• Page:
>>
June 27, 2010 10:09 p.m.

It has been one week since I got home to Sacramento for the summer. In that time, I have turned in applications for nine different jobs. At an additional seven businesses, I have been told not to bother because there are no positions available, and there will be none in the foreseeable future.

For all of my effort, I have gotten one call back for an interview at a Nike outlet store. I was one of 27 people interviewed for five openings. I am an unemployed college student.

I take some comfort in knowing that I am not alone. The unemployment rate in the United States is 9.7 percent, according to the Federal Bureau of Labor. In California this number is 12.4 percent, making it the third worst state in the country for job seekers.

These unemployment statistics have whipped the media into a frenzy, and comparisons between the present economic climate and the Great Depression have become commonplace.
<<
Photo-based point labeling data
>>
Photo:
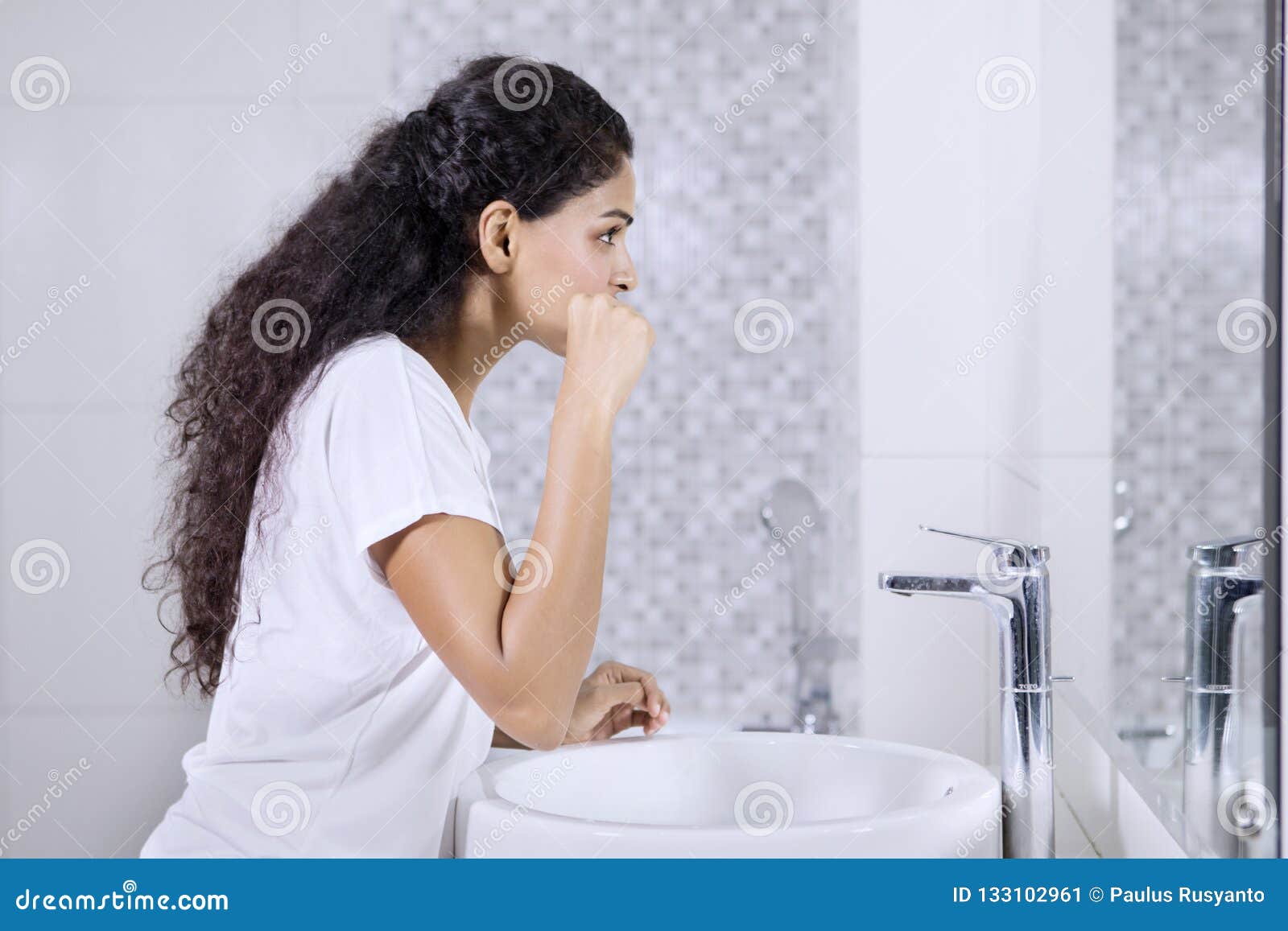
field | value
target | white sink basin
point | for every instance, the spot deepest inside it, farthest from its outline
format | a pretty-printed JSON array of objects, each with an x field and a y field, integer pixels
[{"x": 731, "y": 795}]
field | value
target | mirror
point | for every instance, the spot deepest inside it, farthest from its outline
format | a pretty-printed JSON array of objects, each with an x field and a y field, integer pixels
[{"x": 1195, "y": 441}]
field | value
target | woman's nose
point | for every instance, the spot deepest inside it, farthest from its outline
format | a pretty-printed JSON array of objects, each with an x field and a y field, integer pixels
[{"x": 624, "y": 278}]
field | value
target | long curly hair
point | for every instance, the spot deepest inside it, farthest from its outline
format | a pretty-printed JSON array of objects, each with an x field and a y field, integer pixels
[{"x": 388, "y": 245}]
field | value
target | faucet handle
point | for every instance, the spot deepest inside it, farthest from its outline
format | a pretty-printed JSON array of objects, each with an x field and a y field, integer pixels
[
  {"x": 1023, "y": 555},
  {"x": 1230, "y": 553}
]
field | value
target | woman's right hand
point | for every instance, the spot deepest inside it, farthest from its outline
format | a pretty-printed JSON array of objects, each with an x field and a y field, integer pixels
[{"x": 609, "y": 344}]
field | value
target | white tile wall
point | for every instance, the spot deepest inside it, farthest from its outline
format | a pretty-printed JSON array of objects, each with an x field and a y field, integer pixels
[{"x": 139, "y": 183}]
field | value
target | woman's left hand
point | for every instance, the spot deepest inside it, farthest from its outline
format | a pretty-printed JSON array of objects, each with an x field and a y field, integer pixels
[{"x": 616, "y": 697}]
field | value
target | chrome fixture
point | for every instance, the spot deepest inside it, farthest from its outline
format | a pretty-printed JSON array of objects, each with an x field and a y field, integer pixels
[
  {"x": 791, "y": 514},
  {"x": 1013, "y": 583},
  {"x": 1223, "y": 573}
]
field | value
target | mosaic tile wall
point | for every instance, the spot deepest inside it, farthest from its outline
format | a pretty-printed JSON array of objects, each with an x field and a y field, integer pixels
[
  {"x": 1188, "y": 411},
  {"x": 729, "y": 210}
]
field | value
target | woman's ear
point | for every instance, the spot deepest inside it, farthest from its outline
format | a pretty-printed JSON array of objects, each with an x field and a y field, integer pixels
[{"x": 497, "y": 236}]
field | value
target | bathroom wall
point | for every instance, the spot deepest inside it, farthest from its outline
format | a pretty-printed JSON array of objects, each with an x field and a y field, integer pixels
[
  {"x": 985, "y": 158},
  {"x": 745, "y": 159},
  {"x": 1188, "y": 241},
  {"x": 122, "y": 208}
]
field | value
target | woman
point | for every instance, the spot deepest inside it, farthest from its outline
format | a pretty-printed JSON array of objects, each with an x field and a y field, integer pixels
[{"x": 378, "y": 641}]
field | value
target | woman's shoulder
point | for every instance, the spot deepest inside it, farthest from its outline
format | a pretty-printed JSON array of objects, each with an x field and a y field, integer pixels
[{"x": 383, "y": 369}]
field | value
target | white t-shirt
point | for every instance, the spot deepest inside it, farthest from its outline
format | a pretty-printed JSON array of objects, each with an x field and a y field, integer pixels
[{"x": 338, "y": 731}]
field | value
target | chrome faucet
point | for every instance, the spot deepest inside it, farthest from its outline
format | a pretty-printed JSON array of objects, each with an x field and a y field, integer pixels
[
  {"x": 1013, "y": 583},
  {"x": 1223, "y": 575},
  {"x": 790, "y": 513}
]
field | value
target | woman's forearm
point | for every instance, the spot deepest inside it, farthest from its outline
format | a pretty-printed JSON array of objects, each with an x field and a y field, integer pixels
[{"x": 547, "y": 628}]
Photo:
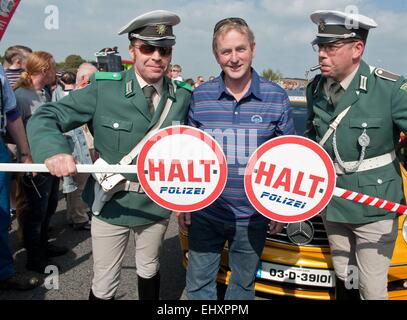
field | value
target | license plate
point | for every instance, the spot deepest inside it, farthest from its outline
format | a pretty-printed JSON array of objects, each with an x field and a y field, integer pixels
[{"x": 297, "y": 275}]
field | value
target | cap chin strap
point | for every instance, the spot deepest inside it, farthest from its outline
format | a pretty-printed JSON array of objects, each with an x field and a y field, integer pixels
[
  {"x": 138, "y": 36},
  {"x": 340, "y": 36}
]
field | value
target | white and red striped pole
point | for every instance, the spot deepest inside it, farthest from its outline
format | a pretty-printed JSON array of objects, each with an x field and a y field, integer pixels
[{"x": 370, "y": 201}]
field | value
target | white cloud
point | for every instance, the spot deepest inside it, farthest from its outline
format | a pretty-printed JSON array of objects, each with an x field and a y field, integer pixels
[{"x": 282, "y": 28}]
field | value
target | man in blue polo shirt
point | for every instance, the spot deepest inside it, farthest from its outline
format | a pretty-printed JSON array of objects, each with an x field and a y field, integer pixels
<<
• To be done:
1. List every place named in the unemployment text.
2. According to the unemployment text, how many people were interviewed for the openings at the Nike outlet store?
3. Write the next part of the unemployment text, picking up after its last sentence.

• Answer list:
1. Sacramento, the United States, California

2. 27 people were interviewed for five openings.

3.
Judging by these numbers, the comparisons to the Great Depression might be a little overblown. After all, the national unemployment rate was estimated to be about 25 percent during the worst years of the 1930s. There is only one demographic that is in a truly comparable situation to the Depression era. Teenagers like myself are currently enduring, nationwide, an unemployment rate over 26 percent

The biggest reason for the incredibly high unemployment rate for those aged 16-19 is that first number, the 9.7 percent unemployment rate. As older, more experienced workers lose their jobs, they turn to lower paying positions usually held by teens.

My sole interview over the last two weeks was for a job at the local Nike outlet store. Essentially, I would be selling shoes and T-shirts at near-minimum wage for less than 20 hours a week. Although I go to an adidas-sponsored university, I considered myself a lifetime sports enthusiast and reasonably strong applicant for such a position.

Because so many people applied for the job we were interviewed in a panel style, three at a time. Once the interview began I was surprised to learn that sitting to my right was a former mortgage dealer who had lost his job in the housing bust, and to my left was a woman who had given up a career in the faltering financial sector before becoming a high school teacher. Both were in their mid to late 20s, had college degrees, ties to Nike, and were honestly stronger applicants than myself.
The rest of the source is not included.